◆ Entries from a point annotation set ◆
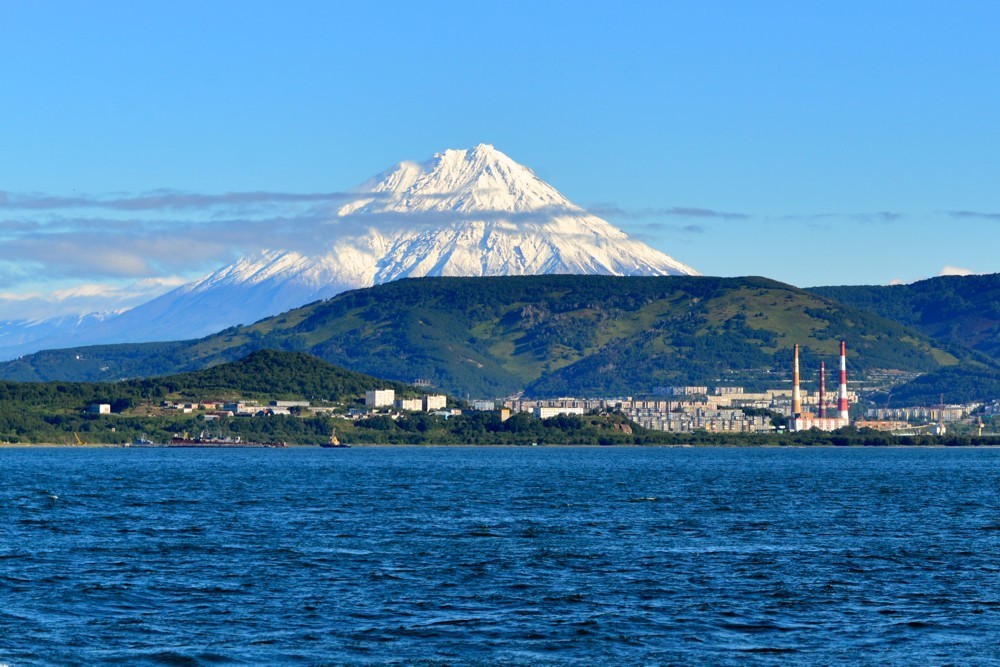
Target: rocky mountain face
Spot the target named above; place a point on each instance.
(470, 212)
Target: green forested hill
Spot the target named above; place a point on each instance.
(551, 335)
(963, 310)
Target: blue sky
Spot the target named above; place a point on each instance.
(815, 143)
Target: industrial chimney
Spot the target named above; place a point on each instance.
(796, 396)
(821, 410)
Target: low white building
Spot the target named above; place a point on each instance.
(435, 402)
(545, 413)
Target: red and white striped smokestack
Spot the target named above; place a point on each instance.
(821, 411)
(842, 394)
(796, 396)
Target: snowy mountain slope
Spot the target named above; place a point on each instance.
(462, 213)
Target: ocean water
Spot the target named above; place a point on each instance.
(499, 555)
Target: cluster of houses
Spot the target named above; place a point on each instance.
(682, 409)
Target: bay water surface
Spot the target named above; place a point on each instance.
(465, 555)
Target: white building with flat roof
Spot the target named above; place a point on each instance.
(435, 402)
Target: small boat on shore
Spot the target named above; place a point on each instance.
(335, 442)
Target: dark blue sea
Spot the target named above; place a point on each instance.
(529, 556)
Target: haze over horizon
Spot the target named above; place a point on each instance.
(148, 144)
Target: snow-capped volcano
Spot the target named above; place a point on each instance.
(470, 212)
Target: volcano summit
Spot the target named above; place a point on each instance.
(470, 212)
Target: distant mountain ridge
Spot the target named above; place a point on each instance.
(470, 212)
(546, 335)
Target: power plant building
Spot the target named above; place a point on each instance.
(803, 421)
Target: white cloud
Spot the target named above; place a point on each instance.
(82, 299)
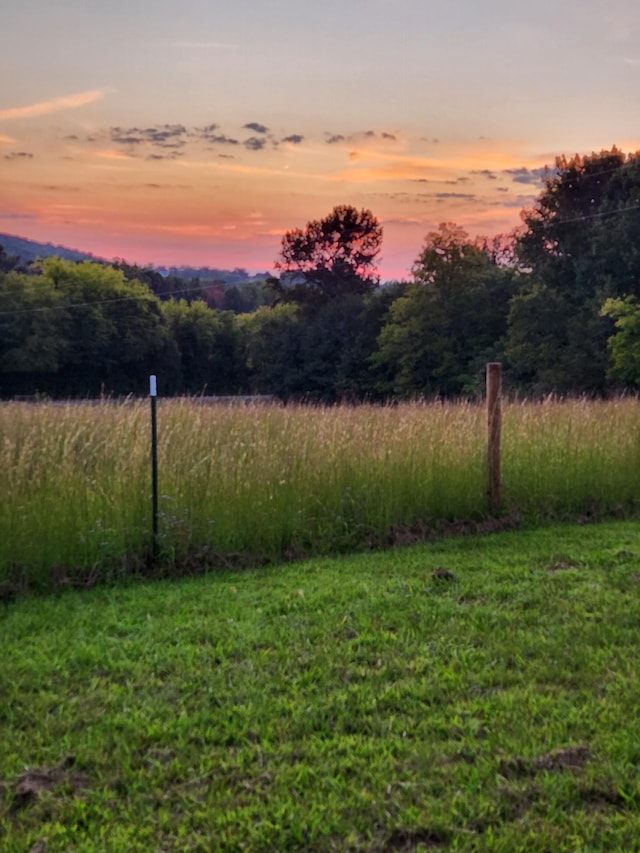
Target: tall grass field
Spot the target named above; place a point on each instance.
(257, 483)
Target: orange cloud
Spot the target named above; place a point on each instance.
(65, 102)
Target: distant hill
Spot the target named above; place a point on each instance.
(30, 250)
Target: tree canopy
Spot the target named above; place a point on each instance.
(330, 257)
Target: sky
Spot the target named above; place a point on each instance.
(197, 132)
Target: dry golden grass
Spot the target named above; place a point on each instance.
(267, 481)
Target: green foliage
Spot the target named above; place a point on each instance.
(330, 257)
(208, 348)
(115, 329)
(32, 323)
(474, 694)
(625, 343)
(449, 322)
(580, 242)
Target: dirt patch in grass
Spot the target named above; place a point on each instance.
(563, 564)
(404, 839)
(565, 758)
(30, 785)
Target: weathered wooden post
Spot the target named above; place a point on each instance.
(494, 429)
(153, 395)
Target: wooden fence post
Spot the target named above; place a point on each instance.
(494, 428)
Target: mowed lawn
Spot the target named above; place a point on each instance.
(476, 694)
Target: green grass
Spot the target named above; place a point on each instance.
(248, 485)
(476, 694)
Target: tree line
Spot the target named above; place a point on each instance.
(557, 302)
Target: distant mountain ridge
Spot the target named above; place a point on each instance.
(31, 250)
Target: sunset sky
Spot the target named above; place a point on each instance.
(196, 132)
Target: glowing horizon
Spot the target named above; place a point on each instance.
(420, 121)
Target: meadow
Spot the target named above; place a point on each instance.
(477, 693)
(255, 484)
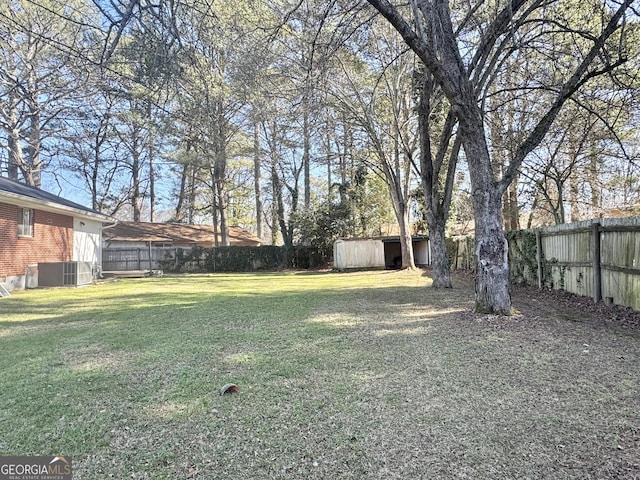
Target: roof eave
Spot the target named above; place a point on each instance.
(28, 202)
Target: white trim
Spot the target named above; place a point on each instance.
(28, 202)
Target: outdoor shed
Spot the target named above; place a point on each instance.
(379, 252)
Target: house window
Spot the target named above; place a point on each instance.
(25, 222)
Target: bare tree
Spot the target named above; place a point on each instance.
(464, 59)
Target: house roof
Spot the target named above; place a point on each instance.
(178, 234)
(24, 195)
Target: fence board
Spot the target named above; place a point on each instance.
(598, 258)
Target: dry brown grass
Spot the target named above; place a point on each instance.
(362, 376)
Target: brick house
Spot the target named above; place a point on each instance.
(38, 227)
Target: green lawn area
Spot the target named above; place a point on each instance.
(360, 375)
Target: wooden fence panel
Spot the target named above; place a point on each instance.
(599, 258)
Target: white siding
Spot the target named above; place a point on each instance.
(87, 240)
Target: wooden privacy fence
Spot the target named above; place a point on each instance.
(598, 258)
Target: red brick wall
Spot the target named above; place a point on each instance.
(52, 240)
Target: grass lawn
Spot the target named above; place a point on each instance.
(360, 375)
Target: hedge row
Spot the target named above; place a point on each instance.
(244, 259)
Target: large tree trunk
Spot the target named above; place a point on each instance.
(492, 265)
(441, 272)
(257, 177)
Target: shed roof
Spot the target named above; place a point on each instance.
(178, 234)
(22, 194)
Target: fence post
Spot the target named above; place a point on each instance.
(597, 272)
(539, 256)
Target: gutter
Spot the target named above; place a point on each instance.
(38, 204)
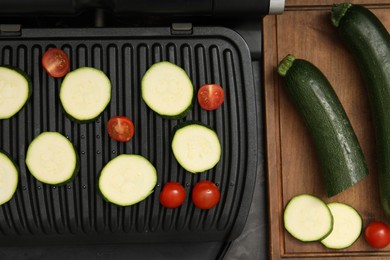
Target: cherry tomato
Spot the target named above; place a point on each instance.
(172, 195)
(56, 62)
(211, 96)
(205, 194)
(120, 128)
(377, 234)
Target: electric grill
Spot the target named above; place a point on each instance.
(214, 42)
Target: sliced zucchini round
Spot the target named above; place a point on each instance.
(15, 89)
(52, 159)
(127, 179)
(9, 174)
(347, 226)
(85, 93)
(307, 218)
(167, 90)
(196, 147)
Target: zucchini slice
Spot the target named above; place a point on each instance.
(196, 147)
(9, 177)
(307, 218)
(85, 93)
(52, 159)
(167, 90)
(347, 226)
(369, 43)
(127, 179)
(15, 90)
(339, 152)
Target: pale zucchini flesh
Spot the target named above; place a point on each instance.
(85, 93)
(196, 147)
(8, 178)
(52, 159)
(167, 90)
(127, 179)
(307, 218)
(347, 226)
(15, 89)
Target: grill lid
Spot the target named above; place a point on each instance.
(75, 213)
(146, 7)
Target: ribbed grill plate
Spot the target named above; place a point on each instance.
(76, 213)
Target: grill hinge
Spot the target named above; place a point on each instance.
(181, 28)
(10, 29)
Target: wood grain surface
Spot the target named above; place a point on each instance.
(306, 32)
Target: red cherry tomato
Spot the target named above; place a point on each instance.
(377, 234)
(120, 128)
(172, 195)
(56, 62)
(205, 194)
(211, 96)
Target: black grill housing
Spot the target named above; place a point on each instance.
(75, 213)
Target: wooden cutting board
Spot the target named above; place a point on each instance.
(305, 31)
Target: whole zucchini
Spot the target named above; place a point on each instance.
(341, 158)
(369, 42)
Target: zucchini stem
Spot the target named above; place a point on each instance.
(338, 12)
(285, 64)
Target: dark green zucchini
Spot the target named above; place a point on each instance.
(341, 158)
(369, 42)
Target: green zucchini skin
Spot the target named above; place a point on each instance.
(339, 152)
(369, 42)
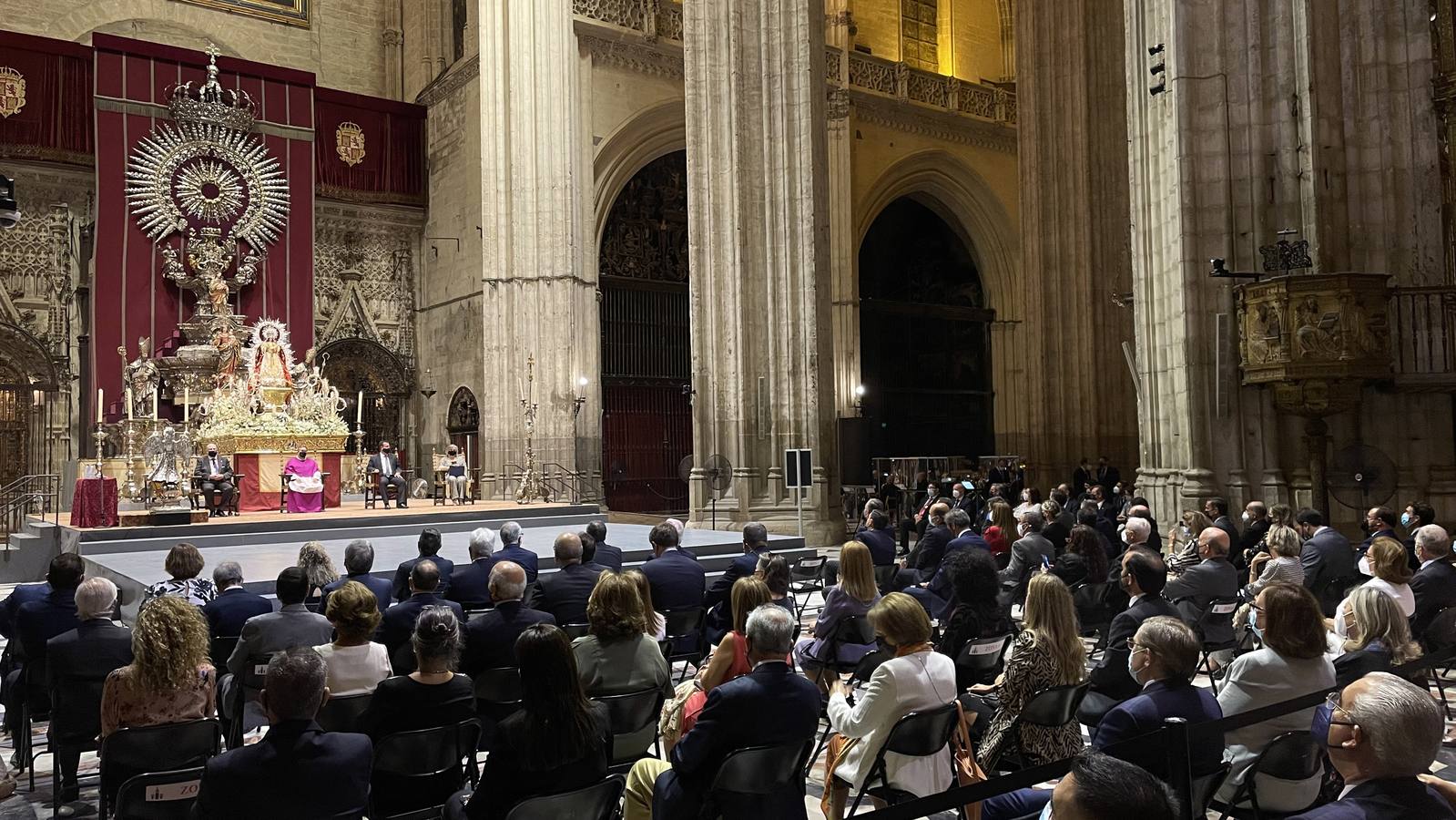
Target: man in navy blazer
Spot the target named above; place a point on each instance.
(490, 640)
(1327, 555)
(359, 561)
(428, 545)
(1380, 737)
(606, 555)
(512, 549)
(1144, 579)
(719, 595)
(564, 593)
(471, 584)
(233, 605)
(399, 620)
(297, 771)
(768, 707)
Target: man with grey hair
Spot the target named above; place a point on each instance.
(1382, 732)
(1028, 554)
(564, 593)
(308, 771)
(233, 605)
(471, 586)
(512, 549)
(87, 652)
(490, 638)
(359, 561)
(768, 707)
(1434, 583)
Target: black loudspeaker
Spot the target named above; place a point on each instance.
(855, 466)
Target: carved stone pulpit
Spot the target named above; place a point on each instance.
(1317, 341)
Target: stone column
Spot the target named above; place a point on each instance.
(759, 250)
(537, 290)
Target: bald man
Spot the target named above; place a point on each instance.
(564, 593)
(1213, 577)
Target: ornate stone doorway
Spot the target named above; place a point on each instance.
(647, 425)
(925, 337)
(463, 425)
(357, 366)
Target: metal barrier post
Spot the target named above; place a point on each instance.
(1179, 773)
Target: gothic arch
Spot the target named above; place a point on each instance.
(644, 138)
(958, 196)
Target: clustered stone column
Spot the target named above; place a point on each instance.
(759, 250)
(537, 289)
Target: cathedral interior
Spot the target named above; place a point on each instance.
(1210, 241)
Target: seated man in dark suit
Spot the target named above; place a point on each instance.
(719, 618)
(1380, 737)
(471, 584)
(1164, 661)
(490, 640)
(512, 549)
(36, 623)
(1144, 577)
(564, 593)
(428, 547)
(297, 771)
(1434, 583)
(1210, 579)
(606, 555)
(768, 707)
(359, 559)
(83, 657)
(233, 605)
(399, 620)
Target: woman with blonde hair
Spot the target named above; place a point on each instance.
(316, 564)
(916, 678)
(656, 623)
(169, 678)
(1387, 561)
(355, 663)
(850, 598)
(1045, 652)
(1002, 526)
(1376, 637)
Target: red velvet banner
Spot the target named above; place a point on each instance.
(46, 108)
(131, 299)
(369, 150)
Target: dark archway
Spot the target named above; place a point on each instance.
(463, 425)
(362, 366)
(925, 337)
(647, 424)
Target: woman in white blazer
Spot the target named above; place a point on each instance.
(1292, 663)
(914, 679)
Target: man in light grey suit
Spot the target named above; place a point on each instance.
(1027, 554)
(276, 630)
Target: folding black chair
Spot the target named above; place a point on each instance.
(1290, 756)
(342, 714)
(632, 714)
(427, 765)
(597, 802)
(806, 577)
(680, 625)
(159, 795)
(165, 747)
(1053, 707)
(758, 771)
(916, 734)
(980, 660)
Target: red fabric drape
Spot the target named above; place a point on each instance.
(393, 163)
(56, 121)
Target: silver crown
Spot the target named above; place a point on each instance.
(230, 108)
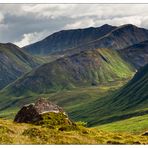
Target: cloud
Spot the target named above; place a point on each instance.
(30, 38)
(1, 18)
(27, 23)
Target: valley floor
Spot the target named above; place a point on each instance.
(14, 133)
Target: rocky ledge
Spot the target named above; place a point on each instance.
(43, 112)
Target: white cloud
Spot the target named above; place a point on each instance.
(25, 23)
(81, 24)
(1, 18)
(30, 38)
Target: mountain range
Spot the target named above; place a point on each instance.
(69, 60)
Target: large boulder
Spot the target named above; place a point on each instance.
(34, 113)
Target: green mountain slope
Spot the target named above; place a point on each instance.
(13, 63)
(129, 101)
(83, 69)
(66, 39)
(136, 54)
(88, 68)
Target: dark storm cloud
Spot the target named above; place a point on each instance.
(27, 23)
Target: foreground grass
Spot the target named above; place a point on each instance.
(133, 125)
(70, 100)
(14, 133)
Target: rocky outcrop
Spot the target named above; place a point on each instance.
(33, 112)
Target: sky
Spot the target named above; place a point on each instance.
(23, 24)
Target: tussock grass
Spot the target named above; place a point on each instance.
(16, 133)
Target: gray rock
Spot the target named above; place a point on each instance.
(32, 112)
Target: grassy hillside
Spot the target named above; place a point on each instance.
(67, 39)
(68, 99)
(133, 125)
(129, 101)
(89, 68)
(14, 133)
(136, 54)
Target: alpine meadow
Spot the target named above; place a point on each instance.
(74, 74)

◆ Goal ◆
Copy exactly the lines above, from the one containing "Target: rocky outcrop" through the very last line.

◆ Problem solution ◆
Target: rocky outcrop
Spot the target named above; place a point on each instance.
(33, 112)
Target: sky
Spot the target named above; place a point on each instance.
(23, 24)
Target: tussock grass
Spot the target named above; place a point on each instance.
(16, 133)
Target: gray rock
Spot the target named above; place a point on each instance.
(32, 112)
Target: grassy hillside
Spot the target named above; place a point on each instance.
(67, 39)
(68, 99)
(133, 125)
(129, 101)
(89, 68)
(14, 133)
(136, 54)
Target: alpine meadow
Spot the target named above; place a point on each instance.
(74, 74)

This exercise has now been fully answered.